Description of the task
Swap "one pair per instance" for "one pair for each instance" throughout the entries, leaving everything else unchanged.

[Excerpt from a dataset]
______

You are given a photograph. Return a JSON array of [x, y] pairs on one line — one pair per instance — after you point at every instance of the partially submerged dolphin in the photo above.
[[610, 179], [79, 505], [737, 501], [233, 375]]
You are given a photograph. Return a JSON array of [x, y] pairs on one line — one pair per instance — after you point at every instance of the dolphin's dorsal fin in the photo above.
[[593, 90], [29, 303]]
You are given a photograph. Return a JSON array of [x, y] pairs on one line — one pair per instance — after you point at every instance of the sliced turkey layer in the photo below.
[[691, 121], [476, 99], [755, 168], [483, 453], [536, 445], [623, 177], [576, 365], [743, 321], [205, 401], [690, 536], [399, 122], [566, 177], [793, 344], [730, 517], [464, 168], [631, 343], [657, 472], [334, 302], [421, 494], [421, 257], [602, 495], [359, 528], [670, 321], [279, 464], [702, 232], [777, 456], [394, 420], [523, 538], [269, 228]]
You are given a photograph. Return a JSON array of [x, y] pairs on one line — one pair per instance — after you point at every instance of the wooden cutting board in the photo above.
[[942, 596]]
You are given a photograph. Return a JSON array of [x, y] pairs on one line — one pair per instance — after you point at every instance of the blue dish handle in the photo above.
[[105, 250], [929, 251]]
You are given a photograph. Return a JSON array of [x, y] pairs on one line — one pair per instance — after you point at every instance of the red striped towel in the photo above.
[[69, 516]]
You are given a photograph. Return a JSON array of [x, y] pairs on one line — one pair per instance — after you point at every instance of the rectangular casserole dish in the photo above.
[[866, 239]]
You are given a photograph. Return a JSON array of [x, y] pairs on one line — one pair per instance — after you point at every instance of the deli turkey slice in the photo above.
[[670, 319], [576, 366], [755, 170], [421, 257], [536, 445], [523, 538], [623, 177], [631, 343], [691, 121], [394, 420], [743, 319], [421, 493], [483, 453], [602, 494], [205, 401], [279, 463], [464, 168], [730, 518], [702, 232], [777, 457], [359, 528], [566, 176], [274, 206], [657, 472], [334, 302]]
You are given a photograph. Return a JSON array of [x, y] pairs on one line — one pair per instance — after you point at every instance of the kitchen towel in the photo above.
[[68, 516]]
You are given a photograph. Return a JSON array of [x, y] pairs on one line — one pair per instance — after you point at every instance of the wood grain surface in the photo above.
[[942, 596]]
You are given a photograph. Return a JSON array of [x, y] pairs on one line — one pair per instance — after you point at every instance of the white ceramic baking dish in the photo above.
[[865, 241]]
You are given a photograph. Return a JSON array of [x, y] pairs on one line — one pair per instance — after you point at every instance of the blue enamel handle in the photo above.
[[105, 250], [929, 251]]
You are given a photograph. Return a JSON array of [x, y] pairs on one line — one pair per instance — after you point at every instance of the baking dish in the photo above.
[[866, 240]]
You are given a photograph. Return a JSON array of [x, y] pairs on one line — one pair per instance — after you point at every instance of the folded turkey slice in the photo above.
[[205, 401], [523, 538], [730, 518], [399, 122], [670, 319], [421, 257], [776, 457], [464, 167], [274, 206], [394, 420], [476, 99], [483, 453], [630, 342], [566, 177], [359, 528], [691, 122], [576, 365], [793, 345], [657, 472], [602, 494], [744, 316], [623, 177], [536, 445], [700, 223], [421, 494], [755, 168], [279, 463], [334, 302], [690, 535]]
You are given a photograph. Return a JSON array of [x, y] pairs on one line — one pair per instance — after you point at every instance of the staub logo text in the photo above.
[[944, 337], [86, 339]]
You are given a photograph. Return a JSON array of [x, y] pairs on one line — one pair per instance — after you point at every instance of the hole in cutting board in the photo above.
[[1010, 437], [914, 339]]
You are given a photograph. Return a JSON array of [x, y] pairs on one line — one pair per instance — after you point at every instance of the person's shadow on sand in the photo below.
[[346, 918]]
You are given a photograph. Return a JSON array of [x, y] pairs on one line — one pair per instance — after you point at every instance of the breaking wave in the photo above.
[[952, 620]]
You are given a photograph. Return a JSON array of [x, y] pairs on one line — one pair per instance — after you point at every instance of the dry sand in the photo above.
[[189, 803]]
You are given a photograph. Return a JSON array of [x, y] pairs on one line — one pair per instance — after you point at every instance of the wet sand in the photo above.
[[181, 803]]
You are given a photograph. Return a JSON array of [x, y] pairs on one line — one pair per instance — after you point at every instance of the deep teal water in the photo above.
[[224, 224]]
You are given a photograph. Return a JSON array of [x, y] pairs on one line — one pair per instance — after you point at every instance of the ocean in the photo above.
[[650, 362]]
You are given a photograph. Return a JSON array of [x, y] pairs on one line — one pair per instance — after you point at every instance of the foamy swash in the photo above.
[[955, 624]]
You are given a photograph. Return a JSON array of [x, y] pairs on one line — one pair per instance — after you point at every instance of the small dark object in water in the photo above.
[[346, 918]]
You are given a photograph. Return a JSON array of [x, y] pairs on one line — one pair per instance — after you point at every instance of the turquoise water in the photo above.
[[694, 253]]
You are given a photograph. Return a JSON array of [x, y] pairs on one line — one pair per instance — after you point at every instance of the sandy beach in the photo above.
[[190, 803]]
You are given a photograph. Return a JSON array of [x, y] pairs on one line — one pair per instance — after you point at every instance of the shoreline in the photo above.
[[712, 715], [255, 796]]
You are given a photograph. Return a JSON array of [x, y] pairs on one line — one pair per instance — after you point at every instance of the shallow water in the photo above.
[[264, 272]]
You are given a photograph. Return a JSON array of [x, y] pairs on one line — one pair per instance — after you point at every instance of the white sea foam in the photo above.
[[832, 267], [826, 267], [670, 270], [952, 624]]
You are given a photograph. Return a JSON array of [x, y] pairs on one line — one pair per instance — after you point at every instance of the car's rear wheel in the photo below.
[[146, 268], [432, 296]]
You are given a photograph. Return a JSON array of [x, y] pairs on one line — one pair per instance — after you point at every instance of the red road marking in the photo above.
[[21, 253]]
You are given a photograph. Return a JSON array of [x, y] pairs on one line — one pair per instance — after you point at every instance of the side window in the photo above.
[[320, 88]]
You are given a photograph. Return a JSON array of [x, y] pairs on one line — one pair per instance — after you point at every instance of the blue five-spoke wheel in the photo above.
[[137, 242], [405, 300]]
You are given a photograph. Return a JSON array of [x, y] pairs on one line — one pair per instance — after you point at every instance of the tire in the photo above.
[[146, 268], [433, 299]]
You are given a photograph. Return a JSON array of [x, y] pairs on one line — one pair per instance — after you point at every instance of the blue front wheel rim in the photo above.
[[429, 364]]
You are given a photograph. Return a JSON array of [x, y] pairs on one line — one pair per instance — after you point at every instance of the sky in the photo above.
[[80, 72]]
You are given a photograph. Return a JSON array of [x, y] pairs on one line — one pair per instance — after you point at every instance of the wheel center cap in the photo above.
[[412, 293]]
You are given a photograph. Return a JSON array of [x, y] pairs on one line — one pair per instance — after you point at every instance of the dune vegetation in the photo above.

______

Solution for this problem
You are given a photograph. Return a JSON array of [x, y] pairs on one line — one pair for each instance — after you point at every instance of the partially submerged dolphin in the photo above.
[[610, 179], [79, 505], [737, 501], [233, 375]]
You are given a photograph. Return a JSON array of [x, y] pairs on one line — one pair for each instance — after you point at every instance of the dolphin's dorsal fin in the photo above.
[[593, 90], [29, 303]]
You are given a photograph. Return a JSON array of [x, y] pairs on one line — one pair for each instance — after you point at every instance of the sliced turkey layer in the photo below.
[[691, 121], [476, 99], [755, 168], [483, 453], [536, 445], [623, 177], [576, 365], [743, 321], [205, 401], [690, 536], [399, 122], [566, 177], [793, 344], [730, 517], [464, 168], [631, 343], [657, 472], [334, 302], [421, 494], [421, 257], [602, 495], [359, 528], [670, 321], [279, 464], [702, 232], [777, 456], [394, 420], [523, 538], [269, 228]]
You are given a photograph. Return a JSON array of [x, y] pairs on one line — one pair for each instance — after you point at every instance of the wooden cutting board in the photo above.
[[942, 596]]
You are given a photograph. Return a JSON array of [x, y] pairs on one line — one pair for each instance — after you point at every instance of the blue dish handle in the photo above.
[[105, 250], [929, 251]]
You are given a photograph. Return a JSON array of [x, y] pairs on one line — one pair for each instance — after you point at every instance of the red striped towel in the photo above.
[[69, 516]]
You are given a photograph. Return a JSON array of [x, y] pairs on one line — one pair for each instance — after you point at every instance of the rectangular casserole dish in the photo above.
[[866, 239]]
You are given a photograph. Return a JSON array of [x, y] pairs on one line — one pair for each instance — after you point at every instance of the deli turkey slice in the photo above.
[[670, 319], [576, 366], [755, 170], [421, 257], [536, 445], [523, 538], [623, 177], [631, 343], [691, 121], [394, 420], [743, 319], [421, 493], [483, 453], [602, 494], [205, 401], [279, 463], [464, 168], [730, 518], [702, 232], [777, 457], [359, 528], [566, 176], [274, 206], [657, 472], [334, 302]]
You are given a photograph. Return a JSON array of [x, y] pairs on one line — one pair for each instance — after you point at every instance of the kitchen towel in the photo above.
[[68, 516]]
You are given a photograph. Return a JSON array of [x, y] pairs on one line — one pair for each instance — after you point at every instance of the wood grain surface in the photo above.
[[942, 596]]
You are given a photograph. Return a JSON array of [x, y] pairs on one line — one pair for each instance — after you point at every instance of the white ceramic baking dish in the photo above.
[[865, 241]]
You are given a photograph. Return a JSON array of [x, y] pairs on one line — one pair for each instance — after you point at every instance of the blue enamel handle in the photo above.
[[105, 250], [929, 251]]
You are given a photograph. Return a JSON array of [x, y] pairs on one line — one pair for each instance — after you point at every instance of the baking dish in the photo above.
[[866, 240]]
You are given a photograph. Return a JSON array of [x, y] pairs on one line — one pair for each instance — after you point at every instance of the folded turkey slice in the photo above.
[[205, 401], [523, 538], [730, 518], [399, 122], [670, 319], [421, 257], [776, 457], [464, 167], [274, 206], [394, 420], [476, 99], [483, 453], [630, 342], [566, 177], [359, 528], [691, 122], [576, 365], [793, 345], [657, 472], [602, 494], [744, 316], [623, 177], [536, 445], [700, 223], [421, 494], [755, 168], [279, 463], [334, 302], [690, 535]]
You are given a photograph. Return a JSON array of [x, y] pairs on one line — one pair for each instance — after you point at every instance of the staub logo text in the photo above.
[[944, 337], [86, 339]]
You are given a photograph. Return a JSON array of [x, y] pairs on one line — one pair for each instance — after you point at every instance of the hole in cutting board in the photo above.
[[1010, 437], [914, 339]]
You are given a photograph. Return a JSON array of [x, y] pairs on one line — one pair for each instance — after you point at every instance of the person's shadow on sand in the photo below.
[[346, 918]]
You are given a photograph. Return a JSON array of [x, y] pairs on one line — one pair for each instance — after you point at every instance of the breaking wave in the photo above.
[[952, 620]]
You are given a photograph. Return a JSON array of [x, y] pairs on one line — one pair for each instance — after you point at every instance of the dry sand in the photo above.
[[189, 803]]
You are given a photograph. Return a JSON array of [x, y] pairs on one line — one pair for each instance — after you point at every instance of the wet sand in the photo above.
[[181, 803]]
You are given a photograph. Return a JSON array of [x, y] pairs on one line — one pair for each instance — after you point at every instance of the deep teal water in the photo above.
[[224, 224]]
You are given a photograph. Return a JSON array of [x, y] pairs on one line — one pair for each instance — after you point at every instance of the ocean in the photo above.
[[650, 362]]
You are given a photograph. Return a JSON array of [x, y] pairs on one line — one pair for each instance — after you point at every instance of the foamy swash in the photo above.
[[955, 624]]
You are given a photograph. Return a JSON array of [x, y] pairs on one line — one pair for each instance — after you point at every instance of the small dark object in water in the photo above.
[[346, 918]]
You are given a photograph. Return a JSON array of [x, y] pairs on one line — one pair for each instance — after you point at every instance of the turquoise water in the photo above.
[[694, 253]]
You are given a photograph. Return a JSON array of [x, y] pairs on one line — one pair for each instance — after you point at every instance of the sandy beach in the photo above.
[[190, 803]]
You are given a photograph. Return a JSON array of [x, y] pairs on one line — one pair for each instance — after you point at every instance of the shoreline in the photo above.
[[712, 715], [255, 796]]
You are given a photograph. Return a JSON array of [x, y] pairs on one line — one pair for each instance — after you point at every instance of the shallow water in the photo above.
[[264, 272]]
You are given a photograph. Return a JSON array of [x, y] pairs on one line — one pair for each instance — after you point at every instance of the white sea foam in the photo above.
[[832, 267], [826, 267], [670, 270], [952, 624]]
You are given a photograph. Return a JSON array of [x, y] pairs on one line — one pair for each instance — after you point at every instance of the car's rear wheel in the photo below.
[[146, 268], [432, 296]]
You are given a photograph. Return a JSON array of [x, y] pairs on one line — one pair for each instance — after you point at every instance of the red road marking in the photo above.
[[21, 253]]
You are given a photograph. Return a JSON array of [x, y] pairs on one line — one pair for each instance — after you point at every instance of the side window in the photo above.
[[320, 88]]
You are given a photograph. Return a JSON array of [x, y] pairs on one line — one pair for each instance — after you point at every instance of the blue five-spoke wheel in the photo above.
[[137, 242], [405, 300]]
You are given a photograph. Return a JSON array of [x, y] pairs on one line — one pair for each instance — after you point at every instance of the tire in the photo above.
[[146, 268], [433, 299]]
You are given a photograph. Return a JSON array of [x, y] pairs on one line — one pair for each instance — after you point at every instance of the blue front wheel rim in the photo above.
[[429, 364]]
You are given a photograph. Return a JSON array of [x, y] pairs on one line — one pair for each instance — after you point at every instance of the sky in the photo above.
[[80, 72]]
You are given a photograph. Return a JSON array of [x, y] pairs on one line — one pair for each instance — after you point at every instance of the wheel center cap in the photo above.
[[412, 293]]
You are given a photograph. Return a JSON array of [x, y] pairs on one line — one pair for each instance — after you point at every instance of the dune vegetation in the photo above.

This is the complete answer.